### DIRECTIONS
Reproduce every record below exactly as written, leaving out any pictures.

### RECORD EXCERPTS
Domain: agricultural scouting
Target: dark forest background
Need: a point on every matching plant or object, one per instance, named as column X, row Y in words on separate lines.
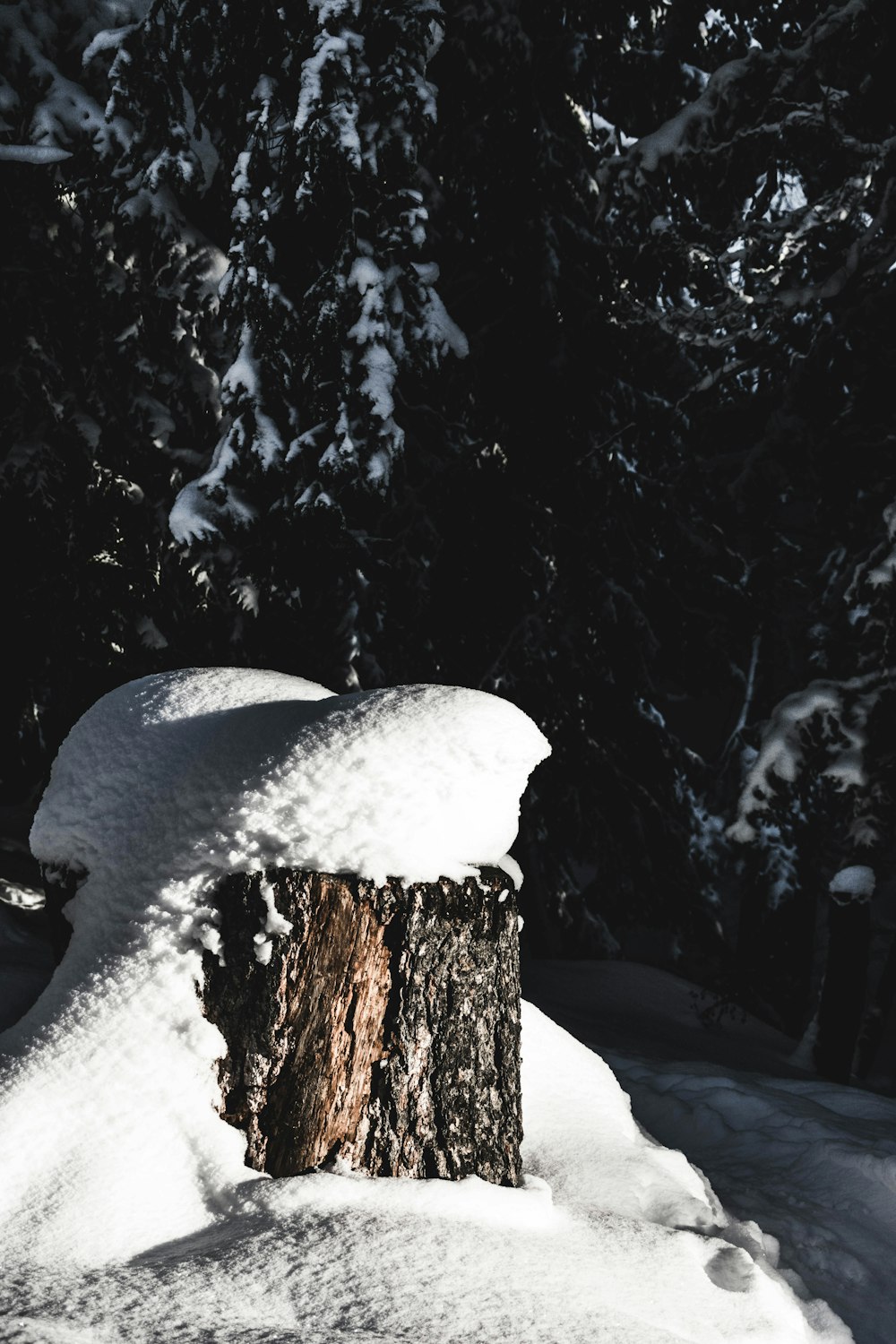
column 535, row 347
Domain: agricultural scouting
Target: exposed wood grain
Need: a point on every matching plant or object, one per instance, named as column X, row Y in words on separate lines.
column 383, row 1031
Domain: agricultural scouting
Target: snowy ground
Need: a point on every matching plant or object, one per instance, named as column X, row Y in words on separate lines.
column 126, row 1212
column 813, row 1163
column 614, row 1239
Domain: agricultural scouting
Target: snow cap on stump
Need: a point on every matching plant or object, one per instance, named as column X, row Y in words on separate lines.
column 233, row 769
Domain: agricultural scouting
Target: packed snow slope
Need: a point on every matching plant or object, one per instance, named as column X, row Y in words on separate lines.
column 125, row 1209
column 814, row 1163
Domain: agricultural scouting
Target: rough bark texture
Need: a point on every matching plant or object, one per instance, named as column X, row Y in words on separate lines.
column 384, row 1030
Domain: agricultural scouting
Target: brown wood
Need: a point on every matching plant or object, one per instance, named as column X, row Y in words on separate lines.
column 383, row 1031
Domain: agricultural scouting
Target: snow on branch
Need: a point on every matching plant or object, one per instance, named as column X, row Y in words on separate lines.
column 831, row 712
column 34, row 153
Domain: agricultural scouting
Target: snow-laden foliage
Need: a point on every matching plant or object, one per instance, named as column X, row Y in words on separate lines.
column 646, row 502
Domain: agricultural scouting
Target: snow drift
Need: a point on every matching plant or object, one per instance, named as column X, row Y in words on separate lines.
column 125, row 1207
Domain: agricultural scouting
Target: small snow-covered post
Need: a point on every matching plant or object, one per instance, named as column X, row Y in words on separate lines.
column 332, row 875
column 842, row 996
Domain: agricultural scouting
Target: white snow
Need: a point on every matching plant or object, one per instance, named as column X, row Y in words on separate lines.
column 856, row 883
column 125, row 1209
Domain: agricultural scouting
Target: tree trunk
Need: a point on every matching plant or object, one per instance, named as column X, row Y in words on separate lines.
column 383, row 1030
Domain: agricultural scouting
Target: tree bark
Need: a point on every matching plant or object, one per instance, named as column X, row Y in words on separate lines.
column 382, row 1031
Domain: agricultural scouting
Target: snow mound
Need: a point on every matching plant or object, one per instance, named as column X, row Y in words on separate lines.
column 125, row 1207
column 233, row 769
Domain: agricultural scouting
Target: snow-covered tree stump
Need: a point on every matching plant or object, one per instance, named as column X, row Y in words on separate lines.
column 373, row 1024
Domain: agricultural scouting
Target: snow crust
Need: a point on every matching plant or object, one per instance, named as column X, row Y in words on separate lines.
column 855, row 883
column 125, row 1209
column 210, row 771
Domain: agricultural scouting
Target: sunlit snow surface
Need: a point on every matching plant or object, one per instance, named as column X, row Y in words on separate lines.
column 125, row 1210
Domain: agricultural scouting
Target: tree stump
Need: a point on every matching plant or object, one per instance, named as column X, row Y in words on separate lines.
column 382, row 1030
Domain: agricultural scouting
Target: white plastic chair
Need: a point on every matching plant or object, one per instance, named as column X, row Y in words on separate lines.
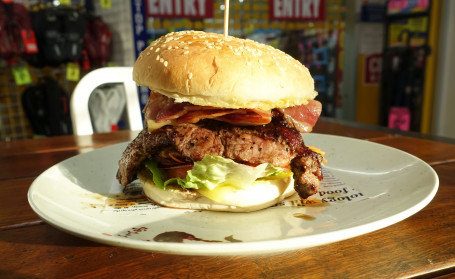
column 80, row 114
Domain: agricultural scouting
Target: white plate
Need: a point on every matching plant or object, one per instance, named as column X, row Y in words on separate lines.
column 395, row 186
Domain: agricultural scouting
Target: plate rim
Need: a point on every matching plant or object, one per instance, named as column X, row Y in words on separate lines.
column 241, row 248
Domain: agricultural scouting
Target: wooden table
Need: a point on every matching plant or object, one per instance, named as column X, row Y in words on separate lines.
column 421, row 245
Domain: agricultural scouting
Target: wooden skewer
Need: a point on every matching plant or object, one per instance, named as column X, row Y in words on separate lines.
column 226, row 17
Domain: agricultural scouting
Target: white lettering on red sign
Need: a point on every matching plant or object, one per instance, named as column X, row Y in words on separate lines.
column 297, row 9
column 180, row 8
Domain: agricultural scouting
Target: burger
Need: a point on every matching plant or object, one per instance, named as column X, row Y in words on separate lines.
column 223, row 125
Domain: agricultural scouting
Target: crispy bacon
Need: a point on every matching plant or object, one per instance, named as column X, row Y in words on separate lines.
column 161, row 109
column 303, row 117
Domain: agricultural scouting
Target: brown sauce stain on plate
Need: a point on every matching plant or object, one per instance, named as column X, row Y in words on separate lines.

### REPLY TO THE EXERCISE
Domain: agricultural scouting
Target: dark forest background
Need: a point on every matching plant or object, one per instance, named as column X, row Y in words on separate lines.
column 535, row 347
Domain: agricultural scouting
Target: exposed wood grain
Need: a point on every matching plant or object, one per instance, named as column X, row Y in words on separate lines.
column 383, row 1031
Domain: agricultural scouting
Target: snowy ground
Need: a point on every matching plant or object, one per instance, named as column X, row Y in words on separate lines.
column 126, row 1212
column 813, row 1163
column 614, row 1239
Domain: agricultural scouting
Target: snow cap on stump
Need: a point on every matching plant or object, one per instance, named as column X, row Y in words on separate lines.
column 233, row 769
Domain: agricultural scouting
Target: packed snow slope
Need: a point on every matching plant or object, one per instance, named as column X, row Y in words on separate lines.
column 125, row 1209
column 814, row 1163
Domain: agricultural scouting
Target: rough bark texture
Need: a point on every matching plant or object, one per instance, named as column X, row Y in words on separate lines.
column 384, row 1030
Domain: agricultural scouting
Target: brown wood
Need: a point on every matching plant or object, one per instance, named as column X, row Y in words on separate lines.
column 383, row 1031
Domain: agricultural scouting
Target: snow on branch
Need: a point on every matching plant or object, one per instance, named as column X, row Y in words on separate lines.
column 831, row 712
column 34, row 153
Domain: agricultural scouting
Target: snow-laden foliage
Need: a point on every matching plant or object, one per instance, named as column X, row Y in words on separate lines.
column 646, row 502
Domain: agricultural scouting
Target: snow drift
Need: a point on every matching plant or object, one per instance, named as column X, row Y in words on separate lines.
column 125, row 1207
Domain: agricultural scouting
Target: small snow-covered post
Need: a point on every matching plant or object, one per instance, named as column X, row Y in words on separate lines.
column 332, row 875
column 842, row 996
Domain: agricultural scouting
Target: white snow
Need: a point on every matching plant or object, one per instance, named as column X, row Y in words on separate lines.
column 856, row 883
column 125, row 1209
Domain: agricultural scouting
Target: tree trunk
Need: a point on every matching plant or object, one per instance, named as column X, row Y in words on separate lines.
column 383, row 1030
Domain: agricultural scouting
Target: tree bark
Need: a point on every matching plant or object, one per instance, named as column X, row Y in words on separate lines.
column 382, row 1031
Domain: agricultural scouting
Target: snow mound
Need: a point on every matching plant or object, one per instance, named as column X, row Y in words on separate lines.
column 125, row 1207
column 233, row 769
Domain: agricultural scouting
Target: snow-covered tree stump
Need: a point on every matching plant or object, one per instance, named as column X, row Y in words on separate lines.
column 373, row 1024
Domain: agricultural scouting
Target: snow crust
Need: a point on every matching plant or object, one per instance, named as column X, row Y in words on separate lines.
column 855, row 883
column 125, row 1209
column 210, row 771
Domain: agricultural scouting
Target: sunlit snow surface
Need: a point on every matching plant or object, one per instance, named as column X, row Y in words on separate lines.
column 125, row 1210
Domain: agricultural scouting
Target: tree stump
Need: a point on every matching plant or object, one per instance, named as column X, row Y in words on separate lines.
column 382, row 1030
Domain: agricultural scouting
Target: white plastic chair
Need: a point on every matching plant or object, one per instance, named as column X, row Y in words on separate lines.
column 80, row 114
Domain: agricultural scouting
Target: white plate
Need: a point on every matching plant or object, one per instance, named as column X, row Y in words on separate lines.
column 395, row 186
Domain: agricultural scouting
Target: plate rim
Need: a point on every matching plant or object, one per instance, named as column X, row Y in words on separate lines.
column 241, row 248
Domain: agricultural scouting
Target: wooden table
Need: a point on every matching plant or object, one per instance, named as column X, row Y in words on separate lines.
column 421, row 245
Domain: agricultural scouting
Target: wooden skewer
Need: a point on every matching plant or object, one per instance, named as column X, row Y in words on separate lines.
column 226, row 17
Domain: agricultural scouting
Target: white lettering on red sign
Need: a point on every matching plant or object, one per instance, named as column X, row Y in words on separate lines.
column 297, row 9
column 180, row 8
Domain: agricultural scouting
Target: burger
Need: a point on every matching plant or object, one per instance, named as column X, row Y in words on separate lines.
column 223, row 125
Domain: agricultural scouting
Target: crispy bacon
Need: a point on every matching plant or object, one per instance, named as column X, row Y in words on separate lines.
column 161, row 109
column 303, row 117
Domain: agricultural scouting
Target: brown sauce stain on plate
Need: a point on every matching plant or object, one per instance, named as column X, row Y in words on separate lines.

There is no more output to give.